**GOAL OF THE EXERCISE:**
Please format all of the data below as a Markdown table with two columns, Row and Line. Number each line in order and leave out any blank lines.

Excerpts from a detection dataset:
_____

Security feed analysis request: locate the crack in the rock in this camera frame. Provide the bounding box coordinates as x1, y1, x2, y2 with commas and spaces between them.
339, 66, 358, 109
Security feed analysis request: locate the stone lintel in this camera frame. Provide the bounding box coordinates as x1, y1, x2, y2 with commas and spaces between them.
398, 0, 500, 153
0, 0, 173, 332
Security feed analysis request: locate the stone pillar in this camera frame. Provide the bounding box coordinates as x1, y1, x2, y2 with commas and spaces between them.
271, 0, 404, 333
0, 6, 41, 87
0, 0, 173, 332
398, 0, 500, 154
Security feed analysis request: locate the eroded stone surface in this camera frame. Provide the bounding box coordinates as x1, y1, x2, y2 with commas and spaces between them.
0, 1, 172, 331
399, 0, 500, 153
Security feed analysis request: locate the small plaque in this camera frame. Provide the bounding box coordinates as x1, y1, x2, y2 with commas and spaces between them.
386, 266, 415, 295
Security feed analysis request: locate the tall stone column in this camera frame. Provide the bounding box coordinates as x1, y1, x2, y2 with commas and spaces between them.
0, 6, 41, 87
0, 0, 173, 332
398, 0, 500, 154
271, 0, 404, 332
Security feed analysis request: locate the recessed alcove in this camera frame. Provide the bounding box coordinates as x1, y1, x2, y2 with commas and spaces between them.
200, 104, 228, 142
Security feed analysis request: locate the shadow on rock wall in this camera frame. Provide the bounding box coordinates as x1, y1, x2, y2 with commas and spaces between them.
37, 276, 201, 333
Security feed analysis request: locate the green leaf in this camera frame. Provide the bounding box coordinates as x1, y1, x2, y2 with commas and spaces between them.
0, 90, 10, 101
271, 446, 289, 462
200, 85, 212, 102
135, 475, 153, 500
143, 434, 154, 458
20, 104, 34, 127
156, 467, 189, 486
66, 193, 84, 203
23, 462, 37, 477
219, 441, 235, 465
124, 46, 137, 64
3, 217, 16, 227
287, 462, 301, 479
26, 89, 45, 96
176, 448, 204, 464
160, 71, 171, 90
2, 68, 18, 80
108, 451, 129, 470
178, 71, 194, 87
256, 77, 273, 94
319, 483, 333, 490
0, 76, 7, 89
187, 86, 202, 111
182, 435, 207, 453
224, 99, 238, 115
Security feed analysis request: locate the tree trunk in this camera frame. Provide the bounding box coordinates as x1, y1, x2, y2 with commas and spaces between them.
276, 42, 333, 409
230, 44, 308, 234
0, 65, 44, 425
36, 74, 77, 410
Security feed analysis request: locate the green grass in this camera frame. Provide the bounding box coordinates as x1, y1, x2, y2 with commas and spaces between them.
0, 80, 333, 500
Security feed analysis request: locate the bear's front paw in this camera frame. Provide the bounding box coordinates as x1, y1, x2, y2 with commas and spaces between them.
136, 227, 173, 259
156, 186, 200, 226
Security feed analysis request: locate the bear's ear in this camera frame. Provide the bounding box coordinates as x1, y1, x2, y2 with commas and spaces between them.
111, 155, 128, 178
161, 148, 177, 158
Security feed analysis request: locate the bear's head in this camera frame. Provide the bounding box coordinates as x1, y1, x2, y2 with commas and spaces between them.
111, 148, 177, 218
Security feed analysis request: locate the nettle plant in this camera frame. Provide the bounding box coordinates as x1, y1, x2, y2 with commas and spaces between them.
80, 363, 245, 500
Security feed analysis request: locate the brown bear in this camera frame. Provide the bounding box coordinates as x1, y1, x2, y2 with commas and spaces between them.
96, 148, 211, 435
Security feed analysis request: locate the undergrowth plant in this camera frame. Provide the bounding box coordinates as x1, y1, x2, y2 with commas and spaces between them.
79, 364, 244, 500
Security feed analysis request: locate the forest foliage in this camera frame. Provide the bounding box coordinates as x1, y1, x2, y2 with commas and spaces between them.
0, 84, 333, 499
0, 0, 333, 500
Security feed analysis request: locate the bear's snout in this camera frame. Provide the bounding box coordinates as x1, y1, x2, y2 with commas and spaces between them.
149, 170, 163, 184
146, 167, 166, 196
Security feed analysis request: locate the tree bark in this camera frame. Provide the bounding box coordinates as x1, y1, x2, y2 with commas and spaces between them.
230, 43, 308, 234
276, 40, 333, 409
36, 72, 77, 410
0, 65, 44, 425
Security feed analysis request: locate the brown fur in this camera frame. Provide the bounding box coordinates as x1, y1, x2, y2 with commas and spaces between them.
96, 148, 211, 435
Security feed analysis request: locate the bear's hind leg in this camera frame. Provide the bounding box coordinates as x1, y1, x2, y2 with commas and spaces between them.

_____

**SOLUTION:**
| Row | Line |
|---|---|
| 1 | Security feed analysis request: locate the crack in the rock in this camera frame. Provide the bounding box coordinates as x1, y1, x2, y2 with commas and spaces between them. |
| 2 | 339, 66, 358, 109 |
| 3 | Security feed analysis request: locate the stone lintel in this camera frame. Provide the bounding box coordinates as x1, y1, x2, y2 with commas and spaces between them. |
| 4 | 398, 0, 500, 153 |
| 5 | 0, 0, 173, 332 |
| 6 | Security feed analysis request: locate the stone pillar in this camera frame. Provide the bounding box coordinates as x1, y1, x2, y2 with commas and spaces between them. |
| 7 | 271, 0, 404, 333 |
| 8 | 0, 6, 41, 87 |
| 9 | 0, 0, 173, 332 |
| 10 | 398, 0, 500, 154 |
| 11 | Security feed analysis request: locate the eroded stone surface in this camera frame. Provide the bounding box coordinates as x1, y1, x2, y2 with commas and spaces between them. |
| 12 | 0, 1, 172, 331 |
| 13 | 399, 0, 500, 153 |
| 14 | Security feed analysis request: locate the small plaque in this camera frame. Provide the bounding box coordinates as x1, y1, x2, y2 with commas and spaces between them. |
| 15 | 386, 266, 415, 295 |
| 16 | Security feed analysis request: locate the tall stone column in this camera frame. Provide the bounding box coordinates as x1, y1, x2, y2 with commas and spaces between them. |
| 17 | 0, 6, 41, 87 |
| 18 | 0, 0, 173, 332 |
| 19 | 398, 0, 500, 154 |
| 20 | 271, 0, 404, 332 |
| 21 | Security feed analysis request: locate the recessed alcove in this camera frame. Provide the bounding box coordinates as x1, y1, x2, y2 with commas and spaces between them. |
| 22 | 200, 104, 228, 142 |
| 23 | Security feed analysis request: locate the shadow on rock wall in this camera frame. Provide the bounding box coordinates as x1, y1, x2, y2 with commas and spaces between them. |
| 24 | 37, 276, 201, 333 |
| 25 | Security feed analysis request: locate the green leaf in this camera frame. Provide the bounding box coordinates as x1, y1, x2, y2 with commas and spaces between them. |
| 26 | 0, 90, 10, 101 |
| 27 | 271, 446, 289, 462 |
| 28 | 200, 85, 212, 102 |
| 29 | 135, 475, 153, 500 |
| 30 | 143, 434, 154, 458 |
| 31 | 20, 104, 34, 127 |
| 32 | 156, 467, 189, 486 |
| 33 | 66, 193, 84, 203 |
| 34 | 23, 462, 37, 477 |
| 35 | 219, 441, 235, 465 |
| 36 | 124, 46, 137, 64 |
| 37 | 3, 217, 16, 227 |
| 38 | 287, 462, 301, 479 |
| 39 | 26, 89, 45, 96 |
| 40 | 176, 448, 204, 464 |
| 41 | 160, 71, 171, 90 |
| 42 | 2, 68, 18, 80 |
| 43 | 108, 451, 129, 470 |
| 44 | 178, 71, 194, 87 |
| 45 | 256, 77, 273, 94 |
| 46 | 319, 483, 333, 490 |
| 47 | 0, 76, 7, 89 |
| 48 | 187, 86, 202, 111 |
| 49 | 182, 435, 207, 453 |
| 50 | 224, 99, 238, 115 |
| 51 | Security feed analysis request: locate the tree trunk in this camera frame. Provide the bounding box coordinates as x1, y1, x2, y2 with commas and spaces between them. |
| 52 | 276, 42, 333, 409 |
| 53 | 230, 44, 308, 234 |
| 54 | 0, 65, 44, 425 |
| 55 | 36, 74, 77, 410 |
| 56 | Security feed analysis request: locate the green grass in this camera frame. Provide the bounding box coordinates as x1, y1, x2, y2 with commas and spaces between them. |
| 57 | 0, 80, 333, 500 |
| 58 | Security feed analysis request: locate the bear's front paw in this camera frame. Provide the bounding box coordinates as x1, y1, x2, y2 with commas and spaces between them. |
| 59 | 136, 227, 173, 259 |
| 60 | 156, 186, 200, 226 |
| 61 | Security feed analysis request: locate the bear's ear in this camera frame. Provide the bounding box coordinates as x1, y1, x2, y2 with commas and spaces between them. |
| 62 | 111, 155, 128, 178 |
| 63 | 161, 148, 177, 158 |
| 64 | Security feed analysis request: locate the bear's head in this camera frame. Provide the bounding box coordinates as x1, y1, x2, y2 with commas and spaces between them. |
| 65 | 111, 148, 177, 218 |
| 66 | Security feed analysis request: locate the nettle plant in this camera frame. Provide the bounding box coordinates as x1, y1, x2, y2 with commas and spaces between them. |
| 67 | 80, 363, 245, 500 |
| 68 | Security feed analysis request: locate the brown bear in this camera frame. Provide the bounding box coordinates as x1, y1, x2, y2 with commas and spaces between them. |
| 69 | 96, 148, 211, 435 |
| 70 | Security feed analysis request: locate the undergrowth plant in this camera frame. Provide the bounding box coordinates as x1, y1, x2, y2 with commas and spaces between them. |
| 71 | 79, 364, 244, 500 |
| 72 | Security feed analysis request: locate the forest foliage in this camera frame. Provide the bounding box coordinates as x1, y1, x2, y2 with commas and spaces between them. |
| 73 | 0, 84, 333, 499 |
| 74 | 0, 0, 333, 500 |
| 75 | Security feed analysis request: locate the bear's snout in this camera frame. Provide the bounding box coordinates as x1, y1, x2, y2 with commas and spaces between them. |
| 76 | 149, 170, 163, 184 |
| 77 | 146, 167, 166, 196 |
| 78 | Security feed analysis request: locate the tree bark in this camera frame. Provide the bounding box coordinates as x1, y1, x2, y2 with commas and spaces between them. |
| 79 | 230, 43, 308, 234 |
| 80 | 276, 40, 333, 409 |
| 81 | 36, 72, 77, 410 |
| 82 | 0, 65, 44, 425 |
| 83 | Security feed analysis request: locate the brown fur in this camera frame. Provide the bounding box coordinates as x1, y1, x2, y2 with commas and spaces between them. |
| 84 | 96, 148, 211, 435 |
| 85 | Security feed analysis request: locate the bear's hind leg in this camera frame. Provide the bounding box coordinates as x1, y1, x2, y2 with commas and spaces between them. |